§ WHAT YOU WILL DO
Update the part of the records that runs from the line containing "Could you please outline every instance of the white" through the end of the records, replacing "kind" with "good" and leaving everything else unchanged.

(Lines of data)
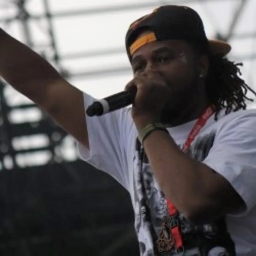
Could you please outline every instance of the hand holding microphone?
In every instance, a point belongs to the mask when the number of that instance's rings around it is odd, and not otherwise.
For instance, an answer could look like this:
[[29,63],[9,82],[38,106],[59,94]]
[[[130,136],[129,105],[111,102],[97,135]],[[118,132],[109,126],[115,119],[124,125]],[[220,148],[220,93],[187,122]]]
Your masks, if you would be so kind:
[[133,104],[132,116],[160,116],[169,98],[170,88],[157,72],[147,71],[134,78],[125,90],[96,101],[89,106],[89,116],[101,116]]
[[88,107],[86,113],[89,116],[101,116],[128,106],[133,102],[137,92],[137,88],[134,86],[127,91],[96,101]]

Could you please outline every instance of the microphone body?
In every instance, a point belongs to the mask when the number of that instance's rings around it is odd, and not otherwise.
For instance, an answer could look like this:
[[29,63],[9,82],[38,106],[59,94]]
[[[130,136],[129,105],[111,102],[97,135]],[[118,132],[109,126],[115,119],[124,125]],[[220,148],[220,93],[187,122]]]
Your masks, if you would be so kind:
[[101,116],[132,104],[137,92],[135,86],[128,91],[121,92],[94,102],[86,110],[89,116]]

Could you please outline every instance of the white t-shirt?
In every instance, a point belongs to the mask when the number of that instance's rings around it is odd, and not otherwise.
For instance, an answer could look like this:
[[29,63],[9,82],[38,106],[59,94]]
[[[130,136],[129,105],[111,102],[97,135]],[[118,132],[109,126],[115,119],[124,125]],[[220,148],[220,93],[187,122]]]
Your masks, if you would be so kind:
[[[94,100],[86,94],[84,99],[86,109]],[[163,249],[159,243],[161,236],[165,234],[163,219],[168,215],[166,201],[150,166],[146,163],[141,166],[136,149],[137,131],[131,110],[124,108],[101,116],[87,117],[86,119],[90,150],[79,143],[81,157],[111,175],[129,192],[140,255],[157,254],[154,254],[156,250]],[[196,122],[168,128],[177,145],[181,146],[184,144]],[[226,216],[227,231],[230,241],[234,243],[238,256],[255,256],[256,111],[241,110],[227,115],[222,111],[217,121],[213,115],[195,137],[188,153],[224,177],[244,200],[246,211]],[[181,214],[179,219],[184,233],[191,229],[201,229],[206,237],[215,235],[214,224],[195,227]],[[168,234],[165,239],[168,239]],[[221,244],[213,246],[206,254],[200,254],[196,247],[191,248],[184,255],[228,255]],[[157,253],[164,256],[183,255],[173,251]]]

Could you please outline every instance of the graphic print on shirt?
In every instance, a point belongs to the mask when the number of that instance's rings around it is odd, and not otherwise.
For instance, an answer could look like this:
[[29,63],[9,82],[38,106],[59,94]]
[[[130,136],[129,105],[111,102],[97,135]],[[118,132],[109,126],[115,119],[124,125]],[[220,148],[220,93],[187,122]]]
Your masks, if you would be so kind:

§ EXERCISE SOLUTION
Could you please outline every instance of the white t-shirt?
In every instance, a point belongs to the mask when the number of that instance's rings around it is odd, and not otherwise.
For instance, an answer could look like this:
[[29,63],[9,82],[38,106],[59,94]]
[[[130,136],[129,105],[111,102],[97,135]],[[118,132],[109,126],[115,119],[124,125]],[[220,148],[220,93],[187,122]]]
Your masks, if you would be so good:
[[[94,100],[86,94],[84,99],[86,109]],[[163,249],[159,243],[161,236],[165,234],[163,219],[168,215],[166,201],[150,166],[146,163],[141,166],[136,149],[137,131],[131,110],[124,108],[101,116],[87,117],[86,119],[90,150],[79,143],[81,157],[111,175],[129,192],[140,255],[157,254],[154,254],[156,250]],[[196,122],[168,128],[177,145],[181,146],[184,144]],[[226,216],[227,231],[230,241],[234,243],[238,256],[255,256],[256,111],[241,110],[227,115],[222,111],[217,121],[213,115],[195,137],[188,153],[224,177],[244,200],[246,211]],[[181,214],[179,219],[184,233],[191,229],[201,229],[206,237],[215,235],[214,224],[195,227]],[[168,234],[165,239],[168,239]],[[221,244],[213,246],[206,254],[200,254],[196,247],[191,248],[184,255],[228,255]],[[157,253],[164,256],[183,255],[173,251]]]

Could you please outline every instance of the graphic print on shirt?
In every instance, a point belongs to the mask when the number of that instance's rings around it is odd, and not otherwise.
For instance, an answer could look like this:
[[29,63],[9,82],[38,106],[59,94]]
[[[130,136],[129,105],[111,102],[97,135]],[[118,132],[109,126],[115,119],[124,125]],[[220,148],[220,93],[187,122]]]
Your masks, if you would be so good:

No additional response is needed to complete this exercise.